Work item. Repeat the records. Match each character exactly.

### Input

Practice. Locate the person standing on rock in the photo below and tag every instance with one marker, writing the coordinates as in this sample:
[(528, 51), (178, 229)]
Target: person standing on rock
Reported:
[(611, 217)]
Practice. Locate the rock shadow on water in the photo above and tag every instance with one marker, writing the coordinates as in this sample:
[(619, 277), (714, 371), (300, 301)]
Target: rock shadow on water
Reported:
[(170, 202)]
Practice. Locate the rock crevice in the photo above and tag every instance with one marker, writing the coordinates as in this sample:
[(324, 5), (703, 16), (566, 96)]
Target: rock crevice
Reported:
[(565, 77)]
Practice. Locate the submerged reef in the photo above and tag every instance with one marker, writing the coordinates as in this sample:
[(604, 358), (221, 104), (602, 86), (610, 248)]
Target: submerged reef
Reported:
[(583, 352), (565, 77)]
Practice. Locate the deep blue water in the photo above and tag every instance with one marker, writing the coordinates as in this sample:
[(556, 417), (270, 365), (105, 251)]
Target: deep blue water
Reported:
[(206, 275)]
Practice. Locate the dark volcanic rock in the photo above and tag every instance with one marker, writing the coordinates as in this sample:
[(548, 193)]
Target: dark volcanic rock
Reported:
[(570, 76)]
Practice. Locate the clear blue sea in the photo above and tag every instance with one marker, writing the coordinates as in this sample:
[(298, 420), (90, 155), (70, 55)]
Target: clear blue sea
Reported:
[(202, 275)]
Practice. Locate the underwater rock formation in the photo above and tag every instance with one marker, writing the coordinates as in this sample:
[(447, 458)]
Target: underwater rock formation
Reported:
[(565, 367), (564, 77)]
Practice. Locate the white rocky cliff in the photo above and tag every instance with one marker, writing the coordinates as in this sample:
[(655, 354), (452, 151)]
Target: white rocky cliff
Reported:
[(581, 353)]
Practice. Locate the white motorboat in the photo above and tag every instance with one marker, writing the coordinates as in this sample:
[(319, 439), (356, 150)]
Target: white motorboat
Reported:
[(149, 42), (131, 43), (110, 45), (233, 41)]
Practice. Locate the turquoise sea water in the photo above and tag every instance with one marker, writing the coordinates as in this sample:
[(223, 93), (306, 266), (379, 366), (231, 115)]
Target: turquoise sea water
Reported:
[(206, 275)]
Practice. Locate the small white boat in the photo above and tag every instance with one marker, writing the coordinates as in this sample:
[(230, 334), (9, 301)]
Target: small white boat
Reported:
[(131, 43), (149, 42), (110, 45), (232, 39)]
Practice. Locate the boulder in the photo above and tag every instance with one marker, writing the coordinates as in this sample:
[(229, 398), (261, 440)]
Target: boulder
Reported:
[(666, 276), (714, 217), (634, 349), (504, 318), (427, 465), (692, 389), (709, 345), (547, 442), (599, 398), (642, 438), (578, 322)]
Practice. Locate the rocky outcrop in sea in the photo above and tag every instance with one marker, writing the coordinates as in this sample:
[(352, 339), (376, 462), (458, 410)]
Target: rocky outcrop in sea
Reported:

######

Answer to this task.
Practice. Locate the person standing on rock in the photo below and tag every instance with one marker, writing the coordinates as in this sample:
[(528, 51), (178, 229)]
Target: person standing on rock
Reported:
[(611, 217)]
Practice. Locate the rock shadow on water in the photo above and tag every instance with one marker, writing the coordinates as in this sample:
[(619, 277), (714, 371), (300, 301)]
Target: rock shadow on water
Reported:
[(170, 202)]
Practice. Locate the rock crevice in the photo above and tag every instance with one marker, writing the coordinates as in this sample:
[(324, 5), (703, 16), (566, 96)]
Target: rock crevice
Reported:
[(565, 77)]
Practice. Locate the submerged reef in the photo above and tag every instance with one marker, writing the coordinates as in this sample:
[(604, 358), (221, 104), (602, 86), (610, 248)]
Target: submerged reef
Reported:
[(583, 352), (565, 77)]
Practice. Locate the deep blue water in the photo above and tag every instance with one marker, writing the coordinates as in this sample:
[(556, 417), (270, 365), (105, 251)]
Target: deep blue water
Reported:
[(206, 275)]
Practice. Locate the dark volcanic rock in the photo above and tag every instance with one marker, writing the coordinates as in this sample:
[(548, 193)]
Target: dark volcanic rock
Reported:
[(570, 76)]
Practice. Locate the clear blue sea in the photo above and tag every instance with one marker, writing the coordinates as in this sample:
[(298, 420), (90, 155), (70, 55)]
Target: clear blue sea
Reported:
[(202, 275)]
Practice. Locate the underwater rock formation in the photo above and tag every instance with one marker, writing the coordinates as in this sample:
[(447, 458)]
Target: underwater rock formation
Reported:
[(565, 367), (564, 77)]
Practice. Locate the white rocky cliff in the photo above and tag every instance with one marker, writing the coordinates as in this sample:
[(655, 354), (452, 151)]
Target: white rocky cliff
Reported:
[(581, 353)]
Practice. Locate the white motorboat in the photo above and tag every instance with one marker, writing the coordinates as in this sample:
[(319, 439), (356, 150)]
Target: white motorboat
Reported:
[(149, 42), (131, 43), (110, 45), (233, 41)]
Practice. Locate the turquoise sea water in the photo above and tag every instance with one marker, writing the coordinates as in this sample:
[(223, 93), (306, 266), (379, 366), (231, 115)]
Target: turquoise sea water
Reported:
[(206, 275)]
Practice. Locate the small white boat in the photo above and tag every instance with one marker, writing the coordinates as in this sample:
[(230, 334), (9, 301)]
Target: small white boat
Reported:
[(131, 43), (149, 42), (110, 45), (232, 39)]
Practice. Locate the boulder in the photo above and tag every instance with one marker, writing the coordinates as in this sample:
[(229, 398), (261, 440)]
Target: boulder
Reported:
[(666, 276), (714, 217), (634, 349), (504, 318), (427, 465), (692, 389), (709, 345), (547, 442), (599, 398), (642, 438), (578, 322)]
Practice. Locate the rocky outcrop in sea in the photo above and tag every instance with one marker, writing the coordinates as in this sample:
[(352, 339), (376, 462), (458, 410)]
Target: rocky outcrop in sea
Reported:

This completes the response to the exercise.